[Dataset entries]

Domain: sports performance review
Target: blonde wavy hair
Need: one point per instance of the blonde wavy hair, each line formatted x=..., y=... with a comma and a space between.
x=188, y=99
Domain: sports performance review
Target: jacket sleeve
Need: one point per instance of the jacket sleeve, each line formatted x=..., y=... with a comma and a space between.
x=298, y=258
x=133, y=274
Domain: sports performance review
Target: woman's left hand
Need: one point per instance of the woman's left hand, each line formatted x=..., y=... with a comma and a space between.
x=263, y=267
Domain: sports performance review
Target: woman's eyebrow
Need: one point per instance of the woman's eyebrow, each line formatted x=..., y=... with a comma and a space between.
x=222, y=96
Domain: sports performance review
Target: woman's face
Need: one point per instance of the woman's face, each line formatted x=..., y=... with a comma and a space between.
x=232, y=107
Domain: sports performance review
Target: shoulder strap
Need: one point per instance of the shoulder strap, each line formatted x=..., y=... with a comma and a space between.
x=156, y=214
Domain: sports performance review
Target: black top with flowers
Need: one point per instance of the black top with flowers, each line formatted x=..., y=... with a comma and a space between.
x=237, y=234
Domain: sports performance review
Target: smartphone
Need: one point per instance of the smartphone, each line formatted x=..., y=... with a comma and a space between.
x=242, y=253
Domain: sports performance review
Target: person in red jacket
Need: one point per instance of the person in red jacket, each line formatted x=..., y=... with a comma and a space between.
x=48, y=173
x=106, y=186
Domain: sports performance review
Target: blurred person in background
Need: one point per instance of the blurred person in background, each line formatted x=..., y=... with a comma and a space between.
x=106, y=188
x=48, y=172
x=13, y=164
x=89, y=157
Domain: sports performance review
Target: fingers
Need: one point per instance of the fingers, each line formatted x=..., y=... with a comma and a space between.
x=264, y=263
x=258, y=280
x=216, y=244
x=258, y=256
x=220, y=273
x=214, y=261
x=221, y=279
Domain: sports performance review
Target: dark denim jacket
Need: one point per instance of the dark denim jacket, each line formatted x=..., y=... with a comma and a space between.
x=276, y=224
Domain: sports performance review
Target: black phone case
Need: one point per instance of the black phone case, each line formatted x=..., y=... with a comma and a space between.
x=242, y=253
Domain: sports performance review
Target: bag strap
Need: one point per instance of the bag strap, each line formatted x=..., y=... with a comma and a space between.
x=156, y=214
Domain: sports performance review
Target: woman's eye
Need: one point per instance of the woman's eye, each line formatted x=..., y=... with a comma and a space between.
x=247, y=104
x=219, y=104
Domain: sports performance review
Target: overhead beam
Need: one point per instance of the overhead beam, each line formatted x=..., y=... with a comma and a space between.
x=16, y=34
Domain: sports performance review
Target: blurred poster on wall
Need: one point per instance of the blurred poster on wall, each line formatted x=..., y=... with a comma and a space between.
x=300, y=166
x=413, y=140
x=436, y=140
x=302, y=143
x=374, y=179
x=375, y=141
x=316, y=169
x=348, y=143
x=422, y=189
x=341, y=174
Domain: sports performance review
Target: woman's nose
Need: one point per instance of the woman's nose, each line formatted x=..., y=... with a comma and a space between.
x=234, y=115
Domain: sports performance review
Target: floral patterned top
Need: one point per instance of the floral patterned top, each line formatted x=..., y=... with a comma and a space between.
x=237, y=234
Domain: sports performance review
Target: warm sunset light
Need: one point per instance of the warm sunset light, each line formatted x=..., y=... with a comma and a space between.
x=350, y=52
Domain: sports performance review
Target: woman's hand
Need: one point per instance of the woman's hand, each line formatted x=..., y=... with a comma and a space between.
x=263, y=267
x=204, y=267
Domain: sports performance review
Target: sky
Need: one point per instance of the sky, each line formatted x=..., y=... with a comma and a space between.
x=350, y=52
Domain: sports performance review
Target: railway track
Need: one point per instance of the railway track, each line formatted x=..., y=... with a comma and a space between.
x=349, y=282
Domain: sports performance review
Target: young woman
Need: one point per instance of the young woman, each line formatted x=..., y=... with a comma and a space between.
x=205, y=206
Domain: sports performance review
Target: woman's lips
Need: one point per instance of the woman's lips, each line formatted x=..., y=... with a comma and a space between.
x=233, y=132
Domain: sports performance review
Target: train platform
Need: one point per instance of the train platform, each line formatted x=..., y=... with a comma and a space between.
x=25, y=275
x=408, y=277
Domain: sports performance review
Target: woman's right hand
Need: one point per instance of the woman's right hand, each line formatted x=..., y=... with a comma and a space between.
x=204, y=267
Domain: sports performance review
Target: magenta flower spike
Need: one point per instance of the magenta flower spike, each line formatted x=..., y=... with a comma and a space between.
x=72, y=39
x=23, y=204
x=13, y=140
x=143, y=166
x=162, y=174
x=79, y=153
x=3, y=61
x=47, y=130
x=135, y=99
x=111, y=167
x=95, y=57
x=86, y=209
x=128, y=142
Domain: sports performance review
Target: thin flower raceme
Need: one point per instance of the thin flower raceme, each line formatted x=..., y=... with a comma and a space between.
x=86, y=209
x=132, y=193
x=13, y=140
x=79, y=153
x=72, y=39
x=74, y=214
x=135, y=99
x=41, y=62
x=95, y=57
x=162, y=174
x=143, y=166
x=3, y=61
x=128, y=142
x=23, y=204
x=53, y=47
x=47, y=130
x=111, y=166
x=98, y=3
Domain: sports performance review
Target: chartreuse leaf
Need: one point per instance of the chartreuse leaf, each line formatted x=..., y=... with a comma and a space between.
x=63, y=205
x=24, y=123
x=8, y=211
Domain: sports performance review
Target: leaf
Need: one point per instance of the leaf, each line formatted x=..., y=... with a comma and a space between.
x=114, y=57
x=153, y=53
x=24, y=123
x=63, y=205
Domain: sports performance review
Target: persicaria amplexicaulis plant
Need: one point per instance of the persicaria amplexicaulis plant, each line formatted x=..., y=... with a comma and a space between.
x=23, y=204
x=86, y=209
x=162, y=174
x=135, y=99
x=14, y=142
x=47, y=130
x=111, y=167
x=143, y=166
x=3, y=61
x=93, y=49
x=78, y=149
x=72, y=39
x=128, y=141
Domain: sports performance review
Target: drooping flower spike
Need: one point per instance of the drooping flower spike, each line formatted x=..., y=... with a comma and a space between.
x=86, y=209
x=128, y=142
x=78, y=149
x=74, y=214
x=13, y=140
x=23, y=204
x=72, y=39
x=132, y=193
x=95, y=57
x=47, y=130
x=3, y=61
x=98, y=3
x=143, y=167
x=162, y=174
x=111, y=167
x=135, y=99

WORK INSTRUCTIONS
All of the records above are to be printed again exactly as they appear.

RESULT FOR THIS TASK
Domain: sports performance review
Target: blonde wavy hair
Need: one point per instance of the blonde wavy hair, each line formatted x=..., y=... with a comma and a space between.
x=188, y=99
Domain: sports performance review
Target: jacket sleeve
Need: one point per instance of the jacket sleeve, each line formatted x=..., y=... with a comma and a space between.
x=298, y=258
x=133, y=274
Domain: sports performance review
Target: woman's left hand
Need: one point per instance of the woman's left hand, each line formatted x=..., y=... with a comma and a space between.
x=263, y=267
Domain: sports performance review
Target: woman's eyebrow
Need: one point per instance of the woman's eyebrow, each line formatted x=..., y=... with a comma and a space between.
x=222, y=96
Domain: sports performance review
Target: woman's face
Need: one point per instance of the woman's face, each line formatted x=..., y=... with a comma and a space between.
x=232, y=107
Domain: sports performance review
Target: shoulder strap
Need: one point per instance of the shoulder strap, each line formatted x=..., y=... with a comma and a space between.
x=156, y=214
Domain: sports performance review
Target: black top with flowers
Need: one point per instance of the black top with flowers, each line formatted x=..., y=... with a comma and a space between.
x=237, y=234
Domain: sports performance review
Target: smartphone
Need: one point per instance of the smartphone, each line formatted x=..., y=... with a comma and a space between.
x=242, y=253
Domain: sports performance review
Target: person in red jacket
Need: one point per instance of the person in red jacket, each line formatted x=..., y=... with a comma and a space between.
x=48, y=173
x=106, y=186
Domain: sports performance review
Target: blurred person in background
Need: one point per instance of the blurred person in background, each line formatted x=..., y=... with a comma and a space between.
x=106, y=188
x=48, y=172
x=13, y=164
x=89, y=157
Domain: sports performance review
Target: fingers
Need: one point per instance of the fingers, each line formatted x=..., y=... with a comma and a space between.
x=264, y=263
x=258, y=280
x=216, y=244
x=258, y=256
x=220, y=273
x=214, y=261
x=221, y=279
Domain: sports performance review
Target: dark denim jacket
Need: one point per instance of the dark denim jacket, each line formatted x=..., y=... with a comma and a space between.
x=276, y=224
Domain: sports performance review
Target: black phone case
Need: one point per instance of the black phone case, each line formatted x=..., y=... with a comma and a space between.
x=242, y=253
Domain: sports performance review
Target: bag strap
Need: one point per instance of the bag strap, each line formatted x=..., y=... with a comma and a space between.
x=156, y=214
Domain: sports performance review
Target: woman's eye
Need: one point per instance of the woman's eye, each line formatted x=..., y=... with a comma and a space between.
x=247, y=104
x=219, y=104
Domain: sports performance review
Target: overhead beam
Need: one point per instance of the overhead beam, each line formatted x=..., y=... with a comma and a space between.
x=16, y=34
Domain: sports performance review
Target: blurred poster on wall
Need: one point per instance of the blurred poster on wall, each line formatted x=..., y=... with a comma and a space between.
x=300, y=166
x=413, y=140
x=436, y=140
x=302, y=143
x=374, y=179
x=375, y=141
x=316, y=169
x=348, y=143
x=422, y=189
x=341, y=174
Domain: sports performance review
Target: woman's nose
Need: one point per instance of the woman's nose, each line formatted x=..., y=... with a comma and a space between.
x=234, y=115
Domain: sports performance review
Target: floral patterned top
Need: one point per instance of the floral patterned top, each line formatted x=..., y=... with a comma and a space between.
x=237, y=234
Domain: sports performance review
Target: warm sunset light
Need: one point per instance of the warm sunset light, each line formatted x=..., y=... with a comma and a space between.
x=350, y=52
Domain: sports performance review
Target: woman's hand
Need: one point per instance of the woman's hand, each line formatted x=..., y=... with a comma and a space between.
x=263, y=267
x=204, y=267
Domain: sports performance review
Target: sky
Need: one point per instance of the sky, each line formatted x=..., y=... with a comma and a space between.
x=350, y=52
Domain: sports performance review
Target: railway track
Need: one point per instance of the railway track, each line formatted x=..., y=... with a comma and a space between.
x=349, y=282
Domain: sports performance review
Target: young woman
Need: one point per instance of the young woman, each line formatted x=..., y=... with a comma and a space between.
x=205, y=206
Domain: sports performance review
Target: woman's lips
Need: one point per instance of the woman's lips, each line formatted x=..., y=... with a comma and a space between.
x=233, y=132
Domain: sports performance review
Target: train platform
Need: one point per instance of the train platform, each line formatted x=..., y=... with a comma and a space between.
x=25, y=275
x=408, y=277
Domain: sports performance review
Target: woman's right hand
Need: one point per instance of the woman's right hand, each line formatted x=..., y=... with a comma and a space between.
x=204, y=267
Domain: sports performance review
Target: magenta flower spike
Need: one point per instance of the magenta flower spike, each line formatted x=..., y=... with a comma and a space between.
x=72, y=39
x=23, y=204
x=13, y=140
x=143, y=166
x=162, y=174
x=79, y=153
x=3, y=61
x=47, y=130
x=135, y=99
x=111, y=167
x=95, y=57
x=86, y=209
x=128, y=142
Domain: sports performance review
Target: thin flower raceme
Need: one point per instance of the thin flower raceme, each line formatted x=..., y=... with a comma and a space between.
x=86, y=209
x=132, y=193
x=13, y=140
x=79, y=153
x=72, y=39
x=74, y=214
x=135, y=99
x=41, y=62
x=95, y=57
x=162, y=174
x=143, y=166
x=3, y=61
x=128, y=142
x=23, y=204
x=53, y=47
x=47, y=130
x=111, y=166
x=98, y=3
Domain: sports performance review
Target: chartreuse leaf
Need: one point per instance of the chartreuse leaf, each line formatted x=..., y=... with a comma and a space between.
x=63, y=205
x=24, y=123
x=8, y=211
Domain: sports performance review
Target: leaf
Need: one point per instance of the leaf, each line formatted x=..., y=... with a comma and a space between.
x=114, y=57
x=153, y=53
x=24, y=123
x=63, y=205
Domain: sports performance review
Target: persicaria amplexicaulis plant
Need: one point per instance of the persicaria amplexicaulis plant, each line formatted x=..., y=... with a comma and a space between.
x=23, y=204
x=86, y=209
x=162, y=174
x=135, y=99
x=14, y=142
x=47, y=130
x=111, y=167
x=143, y=166
x=3, y=61
x=93, y=49
x=78, y=149
x=72, y=39
x=128, y=141
Domain: sports performance review
Target: drooping flower spike
Need: one point per instance of the drooping flower spike, each line formatted x=..., y=... with a comma and a space between.
x=86, y=209
x=128, y=142
x=78, y=149
x=74, y=214
x=13, y=140
x=23, y=204
x=72, y=39
x=132, y=193
x=95, y=57
x=47, y=130
x=3, y=61
x=98, y=3
x=143, y=167
x=162, y=174
x=111, y=167
x=135, y=99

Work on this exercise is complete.